— Start of Dataset extract —
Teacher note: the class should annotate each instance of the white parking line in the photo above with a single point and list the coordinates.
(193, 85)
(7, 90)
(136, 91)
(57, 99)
— End of Dataset extract —
- What is asked -
Could you return every one of the records above unchanged, line for line?

- Solved problem -
Teacher note: the class should annotate each instance of the white parking line in the photo above with a single point and list the coordinates.
(193, 85)
(7, 90)
(136, 91)
(57, 99)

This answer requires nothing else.